» Texte source
On comprend fort mal tout cela à cause justement de l’erreur scolastique qui fausse le fonctionnement de notre tâche éducative.

On agit beaucoup plus rationnellement avec les animaux : les chiens par exemple. Comme ils ne sont pas sensibles à nos raisonnements intellectuels et à nos explications, nous sommes bien obligés de chercher d’autres voies pour tâcher de nous faire comprendre : par le geste, la caresse, ou l’aide familière.

Il en a été de même avec l’avènement des machines quand elles ont dû produire une opération complexe : nous aurions pu nous porter aux noeuds difficiles de l’opération pour expliquer la conduite à tenir. Peine perdue : la machine n’entend pas.

On a cherché alors un autre système pour que la machine soit en mesure de produire sans accroc et sans erreur. Ce système, c’est la programmation. On prépare un ordre logique des opérations, de telle façon que B soit possible après A sans intervention particulière de l’ouvrier.

L’ensemble des opérations doit conduire sans heurt, sans friction anormale et sans panne, au résultat prévu, qui seul importe.

L’essentiel après tout, dans toutes les opérations humaines, n'est-il pas le but à atteindre le plus parfaitement et dans les meilleures conditions possibles?

Or, la scolastique a méconnu et déplacé cette fin de l’éducation.

Dans la vie, l’enfant se déplace pour atteindre les objets qu'il convoite, remue la terre et arrose pour faire pousser les plantes qu’il a semées. La façon dont il travaille n’est que secondaire et dépendante directement du but à atteindre.

A l’école malheureusement, l’enfant n'est pas habilité à produire quoi que ce soit. On l'en juge foncièrement incapable. Alors on met seulement et systématiquement l'accent sur la portée des gestes et des exercices qu'il va être amené — de gré ou de force — à faire pour cultiver son intelligence, activer sa mémoire, aiguiser son bon sens, ou, plus prosaïquement, rester tranquille et obéissant.

» Données fournies
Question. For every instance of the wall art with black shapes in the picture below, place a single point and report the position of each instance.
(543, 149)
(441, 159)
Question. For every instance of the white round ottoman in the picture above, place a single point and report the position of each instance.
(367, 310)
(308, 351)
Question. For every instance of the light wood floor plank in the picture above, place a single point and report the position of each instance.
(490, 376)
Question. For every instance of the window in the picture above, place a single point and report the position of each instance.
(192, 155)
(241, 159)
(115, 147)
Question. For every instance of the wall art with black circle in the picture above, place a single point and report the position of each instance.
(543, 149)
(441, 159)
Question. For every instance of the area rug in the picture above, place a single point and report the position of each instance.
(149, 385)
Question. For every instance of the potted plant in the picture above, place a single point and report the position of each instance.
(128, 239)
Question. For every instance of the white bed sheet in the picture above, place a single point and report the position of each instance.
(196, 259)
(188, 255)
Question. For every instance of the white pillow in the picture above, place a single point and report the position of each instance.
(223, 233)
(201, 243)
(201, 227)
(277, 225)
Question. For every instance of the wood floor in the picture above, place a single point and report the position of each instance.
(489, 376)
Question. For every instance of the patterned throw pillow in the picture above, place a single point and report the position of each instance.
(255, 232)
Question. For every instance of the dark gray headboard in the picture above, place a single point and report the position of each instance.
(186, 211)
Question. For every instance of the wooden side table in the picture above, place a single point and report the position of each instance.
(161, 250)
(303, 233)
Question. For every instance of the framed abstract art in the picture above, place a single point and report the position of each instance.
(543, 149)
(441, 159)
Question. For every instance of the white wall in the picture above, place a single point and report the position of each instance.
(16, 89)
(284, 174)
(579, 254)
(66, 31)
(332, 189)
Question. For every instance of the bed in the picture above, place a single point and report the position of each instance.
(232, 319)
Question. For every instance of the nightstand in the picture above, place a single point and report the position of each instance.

» Votre tâche
Prolongez le texte sur l'erreur scolastique dans l'éducation en reprenant juste après sa dernière phrase.

» Réponse attendue
Ce faisant, on procède comme le paysan qui labourerait non pour avoir une récolte, mais pour roder son motoculteur, entraîner son jeune mécanicien, et réaliser des performances compétitives, sans se préoccuper de savoir si le grain va germer, ou si seulement il a été semé.

Ajoutons à cela que la vieille tradition religieuse a ajouté encore au malentendu en disant au pauvre : « Tu gagneras ton pain à la sueur de ton front », comme s’il était indispensable de s’éponger le front et de souffrir passivement pour parvenir à l'élargissement souhaité de la personnalité.

L'essentiel dans la vie, c’est de parvenir au but, sans souffrance inhibitrice, dans la ferveur et l'enthousiasme de la création et de la vie.

Contrairement à toutes les théories, pédagogiques, techniques et sociales qui découragent l'individu de l’action motivée et vivante, l’effort est naturel à l’homme, et à l’enfant tout particulièrement. C’est la société qui a monstrueusement cultivé en l'individu l'apathie et la crainte de l'effort.

Aucun enfant en bonne santé n'est paresseux. Proposez à votre troupe de partir en montagne, sac au dos, de gravir un pic, d'atteindre les sommets aux plantes rares, de monter vers la lumière et le soleil. Nul ne voudra rester en arrière. L’idéal pour l’enfant et la jeunesse est toujours en avant.

Nous conclurons cette troisième étude en précisant que, contrairement aux apparences, la programmation s'inscrit parfaitement dans les processus de formation, d'instruction et d’éducation. Elle est la piste qu'a, au long des jours, laborieusement tracée le guide, comblant les anfractuosités, jetant des ponts provisoires par-dessus les séracs, et découpant patiemment à coups de piolet, les escaliers de glace où pourront s’accrocher les alpinistes débutants dans leur ascension héroïque vers les sommets.

On ne cultive pas chez l’individu le besoin de monter par l'accumulation des difficultés, par les semonces et les échecs.

Si l'école était bien comprise, si nous savions ménager scientifiquement mais généreusement les étapes de l’accession vers la culture, nous n'aurions point à pousser mais à retenir les jeunes, à asseoir leurs arrières, assurer leur route, mettre de l’ordre dans les entreprises pour ne pas risquer les échecs et les accidents qui sont autant de défaites.

Avec eux, nous irions alors au bout du monde !

Nous formerions des robots?

Voici, pour dissiper votre crainte, un premier résultat dans notre école de Vence qui fonctionne cette année exclusivement par bandes enseignantes, autocorrectives et programmées, avec un matériel que nous avons réalisé nous-mêmes et qui est loin d’être techniquement satisfaisant. Telle quelle, cette pratique ne nous en a pas moins valu, déjà, un résultat précieux : les enfants ont, en permanence, un travail à leur mesure et qui, de ce fait, les intéresse. Nous réalisons vraiment l'école du travail.

C.F.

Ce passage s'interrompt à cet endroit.